> **Texte de l'exercice**
==========

On commence tout de suite par une introduction en vidéo, que je vais vous demander d’analyser : La chronique Culture de la chaine africanews réalisée le 09 juillet 2018 Emission sur Youtube :
Emission intégrée dans le site web : https://theconversation.com/quelle-est-la-place-du-soft-power-francais-aujourdhui-173273
Vous venez de voir cette émission, répondez à ces questions :
Au-delà du pur « soft power » qu’on attribue en général uniquement aux influences culturelles, je vais m’attacher maintenant à vous montrer des facettes des courants d’influence géopolitique dans différents domaines, mais aussi comment les « dominations » de pays peuvent varier au cours du temps et pas seulement d’un point de vue militaire.. Comme toujours, je vais vous donner des pistes, à vous d’aller approfondir. Je vais passer en revue 5 exemples, 5 domaines, où se cache la puissance et la domination, et, quelque part, les enjeux géopolitiques :
- Les expositions universelles
- Le football
- Les Jeux Olympiques
- Le rayonnement Culturel
- Le poids de la science
- Et pour conclure, si on a un peu de temps : allons voir le lien très étroit qui unit aux USA cinéma et pouvoir politique
Commençons avec les expositions universelles dont théoriquement vous devez forcément en connaître deux : Paris 1889 restée célèbre pour… la construction de la Tour Eiffel, et Dubaï 2020 qui, du fait de la pandémie se déroule en ce moment même. Ces deux expositions sont révélatrices d’un monde qui change, d’enjeux internationaux qui se déplacent sur les territoires mondiaux, ici depuis l’apogée de l’empire colonial et du rayonnement français 100 ans après la révolution, jusqu’à un centre économique et financier , mais aussi une civilisation du bling bling recentrée sur les pays du Golfe. Mais voyons ça en détail…
Qui, quand et où ? La première exposition universelle a eu lieu en 1851 à Londres. En 1928 nait le Bureau International des Expositions qui va décider ce qui est vraiment une « exposition universelle ». Mais qu’est ce qu’une exposition universelle (ou internationale). Le BIE en donne une définition générale : manifestation qui a « un but principal d'enseignement pour le public, faisant l'inventaire des moyens dont dispose l'homme pour satisfaire les besoins d'une civilisation et faisant ressortir dans une ou plusieurs branches de l'activité humaine les progrès réalisés ou les perspectives d'avenir » On dénombre 37 expositions comme reconnues « universelles » et désormais, elles ont lieu environ tous les 5 ans et durent de 3 à 6 mois. Jouons : Essayez de relier les expositions et les lieux à des évènements marquants avant ou après !

==========

> **Matériel ci-dessous**

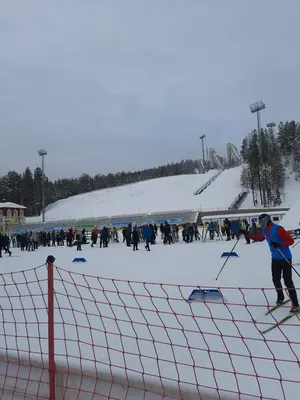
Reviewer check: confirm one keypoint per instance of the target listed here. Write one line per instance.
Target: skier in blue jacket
(147, 235)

==========

> **Consignes de l'exercice**
1 – Répondez à ces questions en vous appuyant sur le texte sur le soft power, une réponse par ligne marquée de la même lettre.
(a) Quelle chaîne a réalisé la chronique Culture proposée en introduction, et à quelle date ?
(b) En quelle année et dans quelle ville s'est tenue la première exposition universelle ?
(c) Combien d'expositions sont reconnues « universelles », et combien de temps durent-elles ?
2 – Relevez les cinq domaines que le texte sur le soft power annonce passer en revue.
3 – Prolongez le texte sur le soft power par un paragraphe qui commence après sa dernière phrase.

> **Corrigé**
1 –
(a) La chaîne africanews, le 09 juillet 2018.
(b) En 1851, à Londres.
(c) On en dénombre 37, et elles durent de 3 à 6 mois.

2 –
- Les expositions universelles
- Le football
- Les Jeux Olympiques
- Le rayonnement culturel
- Le poids de la science

3 –
Pourquoi faire une exposition universelle ? Pour le pays d’accueil c’est une occasion de montrer sa puissance scientifique, technique. C’est l’occasion aussi de « donner un coup de fouet » économique et urbain à une ville. Paris a changé de faciès avec les expos de 1889 et 1900. Ce n’est pas toujours le cas : l’expo universelle de Séville en 1992 est désormais un quartier abandonné à la périphérie de la ville ! C’est aussi l’occasion de s’insérer dans des rapports géopolitiques internationaux, de « prendre sa place dans la cour des grands » : Montréal, Dubaï, Milan… il est donc intéressant de noter que des pays comme la France où la Grande-Bretagne très présents au XIXe siècle ont laissé la place à des nouveaux venus, pays émergents du soft power, comme la Chine ou les pays du Golfe… C’est l’occasion de nouer des relations, y compris des relations entre entreprises.
Les prochaines expos de 2025 et 2030 ? Vers où se portent les regards ? Si l’exposition d’Osaka est officiellement reconnue pour 2025 (qui a déjà eu une expo en 1970) notamment après le retrait de Paris, 5 villes concourraient pour l’expo 2030, et c’est là que l’actualité internationale rejoint directement notre propos, là que hard power et soft power se rassemblent : est-il désormais envisageable que Moscou ou Odessa soient retenues par le BIE ? C’est fort peu probable. La guerre en Ukraine élimine d’office la capitale russe (qui pourtant commençait à revenir sur l’échiquier international, tout au moins en notorité) et que restera-t-il d’Odessa dans quelques jours ou quelques semaines ? Cela dit, on ne sait jamais… Riyad ? À peine 10 ans après Dubaï ? Busan en Corée du Sud alors que vient d’être élu un président d’extrême droite près à en découdre avec son voisin nord-coréen ? Nous voilà bien au cœur de stratégies internationales d’expansion de l’aura de certains pays en fonction de vrais évènements géopolitiques. Et une question simple aussi se pose : au moment où on parle de décroissance, de dangers de la surconsommation, du réchauffement climatique, est-il bien utile de faire ces grands messes internationales qui coûtent des milliards ??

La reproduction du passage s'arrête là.